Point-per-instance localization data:
━━━━━━━━━━━━━━━━
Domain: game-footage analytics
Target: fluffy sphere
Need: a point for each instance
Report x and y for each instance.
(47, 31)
━━━━━━━━━━━━━━━━
▶ **TRY IT**:
An exact transcript of all the records is the expected result.

▶ **RESPONSE TO THIS EXERCISE**:
Domain: game-footage analytics
Target: fluffy sphere
Need: a point for each instance
Report x and y for each instance.
(47, 31)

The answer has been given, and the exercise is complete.